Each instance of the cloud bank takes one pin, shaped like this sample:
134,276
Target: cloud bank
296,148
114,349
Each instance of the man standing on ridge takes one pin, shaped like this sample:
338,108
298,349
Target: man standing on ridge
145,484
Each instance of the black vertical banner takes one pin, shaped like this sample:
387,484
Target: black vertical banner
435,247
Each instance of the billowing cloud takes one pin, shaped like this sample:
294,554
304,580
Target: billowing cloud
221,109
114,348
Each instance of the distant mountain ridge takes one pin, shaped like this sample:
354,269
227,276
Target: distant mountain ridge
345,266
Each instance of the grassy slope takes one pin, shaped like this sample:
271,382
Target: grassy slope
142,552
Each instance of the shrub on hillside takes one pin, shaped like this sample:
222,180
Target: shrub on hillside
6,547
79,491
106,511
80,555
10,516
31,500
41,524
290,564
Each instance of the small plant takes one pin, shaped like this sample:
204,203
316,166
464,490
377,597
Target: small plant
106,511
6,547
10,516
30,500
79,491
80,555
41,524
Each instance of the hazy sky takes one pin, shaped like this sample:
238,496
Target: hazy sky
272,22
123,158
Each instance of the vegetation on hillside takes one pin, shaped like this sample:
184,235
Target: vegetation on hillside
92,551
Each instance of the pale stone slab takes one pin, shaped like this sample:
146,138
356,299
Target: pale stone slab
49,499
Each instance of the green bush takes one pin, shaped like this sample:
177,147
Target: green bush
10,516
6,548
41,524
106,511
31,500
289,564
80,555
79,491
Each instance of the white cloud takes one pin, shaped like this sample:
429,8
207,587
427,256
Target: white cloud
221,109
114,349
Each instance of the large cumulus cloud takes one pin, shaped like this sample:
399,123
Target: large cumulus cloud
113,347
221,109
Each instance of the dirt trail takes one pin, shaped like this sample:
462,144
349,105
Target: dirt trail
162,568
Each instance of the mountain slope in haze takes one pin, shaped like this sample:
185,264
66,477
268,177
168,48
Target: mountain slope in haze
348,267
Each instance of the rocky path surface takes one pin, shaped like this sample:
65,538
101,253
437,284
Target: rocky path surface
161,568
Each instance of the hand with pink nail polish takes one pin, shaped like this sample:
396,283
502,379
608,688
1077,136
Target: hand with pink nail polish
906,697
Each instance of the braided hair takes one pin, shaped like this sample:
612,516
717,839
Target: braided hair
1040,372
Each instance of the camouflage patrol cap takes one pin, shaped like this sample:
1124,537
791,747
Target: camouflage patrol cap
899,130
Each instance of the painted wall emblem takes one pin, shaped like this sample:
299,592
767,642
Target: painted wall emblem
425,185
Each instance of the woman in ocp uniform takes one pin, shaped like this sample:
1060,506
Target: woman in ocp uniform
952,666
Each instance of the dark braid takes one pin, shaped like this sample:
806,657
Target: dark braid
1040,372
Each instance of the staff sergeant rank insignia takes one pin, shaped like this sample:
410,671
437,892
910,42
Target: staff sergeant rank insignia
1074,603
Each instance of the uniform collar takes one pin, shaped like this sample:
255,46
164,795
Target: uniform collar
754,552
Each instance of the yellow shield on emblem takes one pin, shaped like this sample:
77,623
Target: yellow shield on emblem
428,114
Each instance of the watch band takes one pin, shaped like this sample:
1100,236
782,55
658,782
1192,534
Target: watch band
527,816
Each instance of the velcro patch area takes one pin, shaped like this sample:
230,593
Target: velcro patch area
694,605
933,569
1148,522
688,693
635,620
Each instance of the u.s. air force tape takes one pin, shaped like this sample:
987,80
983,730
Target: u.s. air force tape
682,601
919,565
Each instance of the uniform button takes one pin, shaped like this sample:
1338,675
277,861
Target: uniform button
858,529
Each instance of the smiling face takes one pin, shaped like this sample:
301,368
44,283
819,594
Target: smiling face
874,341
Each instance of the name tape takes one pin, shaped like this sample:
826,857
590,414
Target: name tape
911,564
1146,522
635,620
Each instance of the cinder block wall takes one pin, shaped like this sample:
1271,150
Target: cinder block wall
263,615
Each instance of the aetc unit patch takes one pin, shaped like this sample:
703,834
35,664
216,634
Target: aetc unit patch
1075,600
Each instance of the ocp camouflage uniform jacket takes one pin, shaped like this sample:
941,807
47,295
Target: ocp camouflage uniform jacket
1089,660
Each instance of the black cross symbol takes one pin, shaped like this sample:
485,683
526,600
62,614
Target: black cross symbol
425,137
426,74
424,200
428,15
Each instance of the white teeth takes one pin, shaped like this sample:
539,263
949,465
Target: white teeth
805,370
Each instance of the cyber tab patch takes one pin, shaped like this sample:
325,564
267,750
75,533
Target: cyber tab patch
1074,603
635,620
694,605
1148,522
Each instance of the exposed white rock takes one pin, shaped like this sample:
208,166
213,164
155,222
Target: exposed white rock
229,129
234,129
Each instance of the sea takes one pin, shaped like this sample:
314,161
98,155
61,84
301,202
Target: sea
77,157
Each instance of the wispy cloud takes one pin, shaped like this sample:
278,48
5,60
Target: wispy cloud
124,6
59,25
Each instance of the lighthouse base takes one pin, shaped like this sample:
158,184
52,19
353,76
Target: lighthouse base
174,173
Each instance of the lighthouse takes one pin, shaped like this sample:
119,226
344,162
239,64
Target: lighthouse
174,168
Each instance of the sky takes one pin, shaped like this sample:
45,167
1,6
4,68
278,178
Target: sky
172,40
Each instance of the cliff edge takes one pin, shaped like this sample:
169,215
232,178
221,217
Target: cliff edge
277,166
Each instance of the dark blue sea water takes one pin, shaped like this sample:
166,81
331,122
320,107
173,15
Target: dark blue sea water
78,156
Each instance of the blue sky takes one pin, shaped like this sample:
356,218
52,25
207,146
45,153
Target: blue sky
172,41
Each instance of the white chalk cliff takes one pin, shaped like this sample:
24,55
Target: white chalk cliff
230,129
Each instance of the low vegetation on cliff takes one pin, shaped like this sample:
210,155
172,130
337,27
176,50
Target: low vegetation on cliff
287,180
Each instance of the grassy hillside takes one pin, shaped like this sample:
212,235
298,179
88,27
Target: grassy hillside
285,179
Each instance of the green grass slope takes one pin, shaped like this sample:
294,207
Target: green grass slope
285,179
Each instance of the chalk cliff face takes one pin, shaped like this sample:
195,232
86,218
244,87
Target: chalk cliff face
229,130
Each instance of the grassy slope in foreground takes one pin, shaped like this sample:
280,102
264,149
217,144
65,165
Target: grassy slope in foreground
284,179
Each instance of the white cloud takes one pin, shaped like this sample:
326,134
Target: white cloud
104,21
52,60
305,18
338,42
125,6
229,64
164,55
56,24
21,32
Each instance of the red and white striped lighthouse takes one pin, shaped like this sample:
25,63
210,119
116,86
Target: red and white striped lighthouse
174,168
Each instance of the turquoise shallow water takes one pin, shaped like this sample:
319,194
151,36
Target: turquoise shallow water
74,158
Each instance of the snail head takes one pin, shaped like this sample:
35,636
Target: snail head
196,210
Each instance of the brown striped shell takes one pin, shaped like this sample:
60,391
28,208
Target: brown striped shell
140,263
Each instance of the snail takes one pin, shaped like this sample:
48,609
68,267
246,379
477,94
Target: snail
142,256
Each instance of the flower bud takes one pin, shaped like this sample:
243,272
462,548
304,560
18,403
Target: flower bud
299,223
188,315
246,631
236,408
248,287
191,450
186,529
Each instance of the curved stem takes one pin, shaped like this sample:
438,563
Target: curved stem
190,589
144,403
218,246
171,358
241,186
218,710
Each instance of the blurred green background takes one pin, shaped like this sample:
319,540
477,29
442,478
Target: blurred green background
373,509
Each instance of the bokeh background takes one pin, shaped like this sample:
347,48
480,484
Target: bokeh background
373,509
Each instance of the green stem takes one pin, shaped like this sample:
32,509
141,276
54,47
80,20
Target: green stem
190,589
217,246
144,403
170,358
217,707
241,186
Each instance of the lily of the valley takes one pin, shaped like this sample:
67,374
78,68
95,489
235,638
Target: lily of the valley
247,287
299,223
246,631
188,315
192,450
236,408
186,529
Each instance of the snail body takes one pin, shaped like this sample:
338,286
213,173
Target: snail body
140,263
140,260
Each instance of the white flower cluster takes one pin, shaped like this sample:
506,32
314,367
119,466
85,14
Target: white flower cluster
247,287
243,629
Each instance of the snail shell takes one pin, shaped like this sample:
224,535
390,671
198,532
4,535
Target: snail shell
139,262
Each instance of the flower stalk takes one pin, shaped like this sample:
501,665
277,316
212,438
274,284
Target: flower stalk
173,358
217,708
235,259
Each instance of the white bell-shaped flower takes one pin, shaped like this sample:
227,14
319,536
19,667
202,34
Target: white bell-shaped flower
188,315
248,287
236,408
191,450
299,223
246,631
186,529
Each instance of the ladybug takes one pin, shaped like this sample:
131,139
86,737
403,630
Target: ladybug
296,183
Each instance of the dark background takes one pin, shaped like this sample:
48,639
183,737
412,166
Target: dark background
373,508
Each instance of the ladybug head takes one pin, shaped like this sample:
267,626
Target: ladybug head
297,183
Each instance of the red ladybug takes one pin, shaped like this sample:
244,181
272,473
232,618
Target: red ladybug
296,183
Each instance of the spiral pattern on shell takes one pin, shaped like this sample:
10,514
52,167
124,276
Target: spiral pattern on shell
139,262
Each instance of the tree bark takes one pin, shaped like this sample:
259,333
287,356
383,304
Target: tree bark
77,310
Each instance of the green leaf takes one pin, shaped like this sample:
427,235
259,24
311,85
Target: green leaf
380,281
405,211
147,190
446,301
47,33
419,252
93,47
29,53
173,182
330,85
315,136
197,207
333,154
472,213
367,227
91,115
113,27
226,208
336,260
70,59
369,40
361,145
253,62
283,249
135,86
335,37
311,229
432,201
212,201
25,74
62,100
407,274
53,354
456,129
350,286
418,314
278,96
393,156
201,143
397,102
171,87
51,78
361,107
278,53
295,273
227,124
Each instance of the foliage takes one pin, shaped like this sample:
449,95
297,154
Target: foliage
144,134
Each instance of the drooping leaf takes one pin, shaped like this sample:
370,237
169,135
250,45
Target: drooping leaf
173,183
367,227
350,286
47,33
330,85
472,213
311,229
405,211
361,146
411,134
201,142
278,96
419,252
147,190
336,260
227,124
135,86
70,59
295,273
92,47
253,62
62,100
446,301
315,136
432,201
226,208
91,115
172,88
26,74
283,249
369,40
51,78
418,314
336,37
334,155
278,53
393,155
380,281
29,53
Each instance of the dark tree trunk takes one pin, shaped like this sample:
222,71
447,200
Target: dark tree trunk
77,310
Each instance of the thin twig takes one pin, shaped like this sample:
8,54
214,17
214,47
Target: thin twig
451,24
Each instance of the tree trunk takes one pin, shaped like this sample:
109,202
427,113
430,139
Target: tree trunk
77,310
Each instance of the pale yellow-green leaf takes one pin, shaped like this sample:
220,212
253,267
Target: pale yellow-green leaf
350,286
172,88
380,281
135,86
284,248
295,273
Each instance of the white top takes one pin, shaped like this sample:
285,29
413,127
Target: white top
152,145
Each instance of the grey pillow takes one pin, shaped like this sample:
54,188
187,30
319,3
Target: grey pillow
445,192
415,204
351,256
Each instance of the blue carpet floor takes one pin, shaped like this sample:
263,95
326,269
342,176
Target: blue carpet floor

-*-*-

## [Problem to work on]
Looking at the data above, write out exactly the lines that start at the one containing "Each instance of the distant" and end at the one containing "Each instance of the vegetation"; include both and nothing beyond.

## [Task response]
Each instance of the distant mountain ridge takes one pin, shaped like this sample:
354,269
227,276
Target: distant mountain ridge
345,266
Each instance of the grassy slope takes one pin, shaped like this sample:
271,382
Target: grassy slope
142,552
Each instance of the shrub on hillside takes one pin, shaped like this sample:
222,180
Target: shrub on hillside
6,547
79,491
106,511
80,555
10,516
31,500
41,524
290,564
Each instance of the small plant takes one pin, shaped like this sample:
204,203
316,166
464,490
377,597
Target: small plant
106,511
6,547
10,516
30,500
79,491
80,555
41,524
Each instance of the hazy sky takes one pin, shaped like this sample:
238,496
Target: hazy sky
272,22
123,158
Each instance of the vegetation on hillside takes one pin, shaped like this sample:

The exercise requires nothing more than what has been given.